◆ Problem to work on:
The lines from the start of the data up to and including the one with "Every instance of the black wide-brim" should be returned exactly, and nothing else.
Top of Information given
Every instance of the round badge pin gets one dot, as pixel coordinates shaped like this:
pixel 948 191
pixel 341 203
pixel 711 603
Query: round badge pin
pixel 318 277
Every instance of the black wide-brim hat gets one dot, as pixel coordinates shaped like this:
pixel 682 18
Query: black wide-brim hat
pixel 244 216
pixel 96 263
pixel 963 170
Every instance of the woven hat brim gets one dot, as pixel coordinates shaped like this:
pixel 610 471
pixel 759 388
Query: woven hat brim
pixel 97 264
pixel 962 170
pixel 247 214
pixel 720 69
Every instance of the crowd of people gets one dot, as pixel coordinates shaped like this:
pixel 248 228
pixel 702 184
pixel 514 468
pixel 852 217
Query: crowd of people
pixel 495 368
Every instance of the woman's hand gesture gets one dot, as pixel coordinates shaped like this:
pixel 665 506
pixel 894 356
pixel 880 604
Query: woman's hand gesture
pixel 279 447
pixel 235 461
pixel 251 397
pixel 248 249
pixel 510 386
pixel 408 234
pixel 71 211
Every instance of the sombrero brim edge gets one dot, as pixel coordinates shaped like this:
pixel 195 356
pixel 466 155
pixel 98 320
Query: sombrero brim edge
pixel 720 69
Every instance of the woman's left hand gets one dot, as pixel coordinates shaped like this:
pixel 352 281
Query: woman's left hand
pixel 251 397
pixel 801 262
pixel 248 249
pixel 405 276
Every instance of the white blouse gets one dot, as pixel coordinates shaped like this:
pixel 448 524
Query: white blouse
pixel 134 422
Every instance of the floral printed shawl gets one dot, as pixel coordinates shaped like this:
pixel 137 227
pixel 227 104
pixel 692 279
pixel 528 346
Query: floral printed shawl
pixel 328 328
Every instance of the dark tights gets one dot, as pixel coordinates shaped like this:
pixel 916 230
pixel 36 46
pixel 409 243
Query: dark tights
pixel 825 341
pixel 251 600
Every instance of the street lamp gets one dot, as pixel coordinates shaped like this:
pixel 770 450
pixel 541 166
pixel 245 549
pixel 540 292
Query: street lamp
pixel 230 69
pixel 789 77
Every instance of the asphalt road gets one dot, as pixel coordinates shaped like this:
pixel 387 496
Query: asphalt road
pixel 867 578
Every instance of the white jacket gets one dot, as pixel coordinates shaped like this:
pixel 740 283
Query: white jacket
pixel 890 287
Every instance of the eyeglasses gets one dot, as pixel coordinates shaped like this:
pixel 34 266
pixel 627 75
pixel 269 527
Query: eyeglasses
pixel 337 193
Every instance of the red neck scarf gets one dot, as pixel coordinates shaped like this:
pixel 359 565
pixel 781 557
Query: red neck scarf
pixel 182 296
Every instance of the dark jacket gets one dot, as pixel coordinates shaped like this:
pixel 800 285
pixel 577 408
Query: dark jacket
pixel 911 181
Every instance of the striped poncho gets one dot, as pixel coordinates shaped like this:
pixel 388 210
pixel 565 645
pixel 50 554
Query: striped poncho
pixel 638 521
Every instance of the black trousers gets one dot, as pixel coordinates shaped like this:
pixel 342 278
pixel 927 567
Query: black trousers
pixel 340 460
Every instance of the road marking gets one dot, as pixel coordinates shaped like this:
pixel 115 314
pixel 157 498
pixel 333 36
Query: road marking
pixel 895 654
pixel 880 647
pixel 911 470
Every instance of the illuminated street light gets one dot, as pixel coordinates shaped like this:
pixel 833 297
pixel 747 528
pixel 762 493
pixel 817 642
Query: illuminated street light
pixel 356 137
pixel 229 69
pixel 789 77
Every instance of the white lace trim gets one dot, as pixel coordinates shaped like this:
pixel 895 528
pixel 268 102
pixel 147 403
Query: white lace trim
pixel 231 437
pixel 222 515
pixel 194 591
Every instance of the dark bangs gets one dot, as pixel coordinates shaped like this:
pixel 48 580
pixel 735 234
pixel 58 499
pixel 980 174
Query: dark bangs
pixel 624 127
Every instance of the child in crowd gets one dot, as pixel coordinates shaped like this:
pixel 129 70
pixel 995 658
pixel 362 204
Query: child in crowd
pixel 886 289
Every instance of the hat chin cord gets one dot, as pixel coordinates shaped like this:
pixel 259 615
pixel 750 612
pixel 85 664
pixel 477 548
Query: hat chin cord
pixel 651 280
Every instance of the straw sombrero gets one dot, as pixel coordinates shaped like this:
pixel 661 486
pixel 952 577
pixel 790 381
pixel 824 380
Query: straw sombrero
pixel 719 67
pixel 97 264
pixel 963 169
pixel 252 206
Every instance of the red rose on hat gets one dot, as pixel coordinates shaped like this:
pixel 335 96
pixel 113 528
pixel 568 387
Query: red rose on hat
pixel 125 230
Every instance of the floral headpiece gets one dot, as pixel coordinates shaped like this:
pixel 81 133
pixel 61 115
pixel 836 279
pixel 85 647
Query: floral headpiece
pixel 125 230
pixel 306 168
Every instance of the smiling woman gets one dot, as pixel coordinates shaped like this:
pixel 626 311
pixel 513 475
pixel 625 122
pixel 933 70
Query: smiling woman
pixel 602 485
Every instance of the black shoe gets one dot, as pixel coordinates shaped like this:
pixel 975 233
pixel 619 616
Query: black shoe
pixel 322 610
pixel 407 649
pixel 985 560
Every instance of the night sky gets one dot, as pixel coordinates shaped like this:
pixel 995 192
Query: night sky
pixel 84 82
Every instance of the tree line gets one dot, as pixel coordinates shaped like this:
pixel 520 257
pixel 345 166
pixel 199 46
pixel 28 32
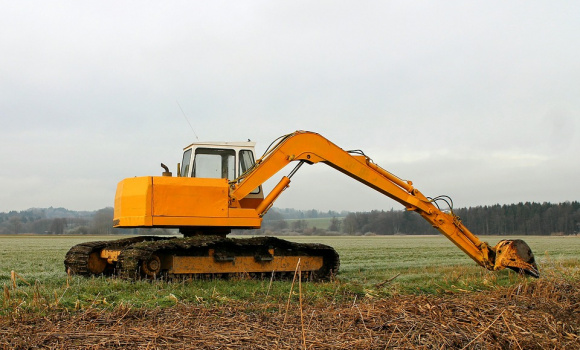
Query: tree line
pixel 58 221
pixel 528 218
pixel 514 219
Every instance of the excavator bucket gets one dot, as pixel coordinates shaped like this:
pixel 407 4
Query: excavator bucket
pixel 516 255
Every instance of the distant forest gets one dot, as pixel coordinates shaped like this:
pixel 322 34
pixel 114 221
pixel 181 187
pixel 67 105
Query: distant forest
pixel 513 219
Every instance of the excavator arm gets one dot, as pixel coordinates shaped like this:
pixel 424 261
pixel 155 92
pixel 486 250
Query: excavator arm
pixel 311 148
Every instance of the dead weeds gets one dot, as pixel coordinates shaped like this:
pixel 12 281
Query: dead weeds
pixel 543 314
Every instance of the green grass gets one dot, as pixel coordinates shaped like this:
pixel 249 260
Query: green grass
pixel 422 264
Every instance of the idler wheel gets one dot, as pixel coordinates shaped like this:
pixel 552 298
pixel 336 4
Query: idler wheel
pixel 152 266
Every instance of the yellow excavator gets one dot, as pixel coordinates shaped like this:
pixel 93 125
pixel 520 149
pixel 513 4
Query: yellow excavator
pixel 218 188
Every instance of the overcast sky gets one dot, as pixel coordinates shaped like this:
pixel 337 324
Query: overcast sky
pixel 478 100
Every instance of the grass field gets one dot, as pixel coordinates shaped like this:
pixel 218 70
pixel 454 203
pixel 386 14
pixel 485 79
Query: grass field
pixel 400 292
pixel 422 264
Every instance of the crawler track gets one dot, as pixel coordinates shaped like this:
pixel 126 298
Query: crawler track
pixel 214 252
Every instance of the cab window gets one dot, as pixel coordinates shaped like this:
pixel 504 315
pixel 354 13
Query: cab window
pixel 214 163
pixel 185 163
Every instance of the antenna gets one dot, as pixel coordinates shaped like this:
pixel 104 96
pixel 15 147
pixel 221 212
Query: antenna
pixel 187 120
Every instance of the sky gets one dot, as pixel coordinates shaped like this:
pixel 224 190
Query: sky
pixel 477 100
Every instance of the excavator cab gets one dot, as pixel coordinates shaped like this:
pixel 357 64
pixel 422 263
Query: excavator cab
pixel 221 160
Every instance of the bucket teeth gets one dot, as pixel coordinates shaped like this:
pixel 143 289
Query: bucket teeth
pixel 516 255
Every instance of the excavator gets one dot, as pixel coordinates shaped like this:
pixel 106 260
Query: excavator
pixel 218 188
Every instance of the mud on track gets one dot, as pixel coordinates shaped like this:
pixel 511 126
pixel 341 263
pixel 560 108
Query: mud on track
pixel 539 315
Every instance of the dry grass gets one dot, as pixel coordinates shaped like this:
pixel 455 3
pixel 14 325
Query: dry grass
pixel 540 314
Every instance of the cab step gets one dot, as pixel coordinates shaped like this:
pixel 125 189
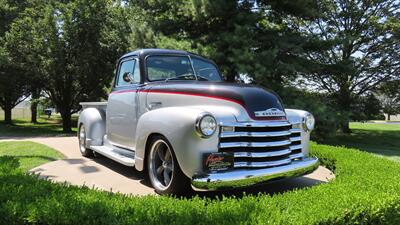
Bottom of Information given
◆ Your response:
Every instance of the round badge pin gets one dot, as pixel coordinates shaped like this:
pixel 948 191
pixel 341 203
pixel 711 603
Query: round badge pin
pixel 318 277
Every instance of the black wide-brim hat gets one dot, as pixel coordinates shaped like this:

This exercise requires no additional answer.